Activity: From the entries below, copy every line where the string "table" appears.

(Input data Opens)

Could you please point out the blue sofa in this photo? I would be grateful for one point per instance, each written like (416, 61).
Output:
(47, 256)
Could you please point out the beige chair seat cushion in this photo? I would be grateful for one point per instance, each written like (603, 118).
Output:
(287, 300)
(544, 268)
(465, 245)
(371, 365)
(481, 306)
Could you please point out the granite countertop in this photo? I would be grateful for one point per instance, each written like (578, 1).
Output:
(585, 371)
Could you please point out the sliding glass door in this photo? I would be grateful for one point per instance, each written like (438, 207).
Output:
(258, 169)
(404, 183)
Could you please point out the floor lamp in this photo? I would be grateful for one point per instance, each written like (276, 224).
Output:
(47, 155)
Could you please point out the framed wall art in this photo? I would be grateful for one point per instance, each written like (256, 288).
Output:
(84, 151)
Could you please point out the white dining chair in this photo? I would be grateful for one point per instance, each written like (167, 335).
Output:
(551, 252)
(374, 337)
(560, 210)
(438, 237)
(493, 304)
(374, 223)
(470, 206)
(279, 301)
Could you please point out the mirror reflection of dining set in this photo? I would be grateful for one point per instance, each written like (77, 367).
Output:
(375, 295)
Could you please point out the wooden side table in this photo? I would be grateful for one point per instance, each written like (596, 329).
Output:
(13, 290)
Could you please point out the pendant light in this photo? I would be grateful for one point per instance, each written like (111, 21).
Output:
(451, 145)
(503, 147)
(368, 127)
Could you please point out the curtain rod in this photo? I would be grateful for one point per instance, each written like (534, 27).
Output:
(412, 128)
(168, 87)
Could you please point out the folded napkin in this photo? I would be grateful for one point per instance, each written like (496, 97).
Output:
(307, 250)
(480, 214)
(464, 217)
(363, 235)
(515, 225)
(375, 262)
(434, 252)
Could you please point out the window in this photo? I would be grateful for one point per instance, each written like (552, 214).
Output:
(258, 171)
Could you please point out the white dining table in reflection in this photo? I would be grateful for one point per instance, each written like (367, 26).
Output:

(Input data Closes)

Exercise result:
Could you please point out the wooden side table in this photo? I would be grateful for one point per instance, each written like (596, 329).
Could you please point out the white dining table in reflection in this photo? I would be grateful for one point per instance, each written like (367, 26).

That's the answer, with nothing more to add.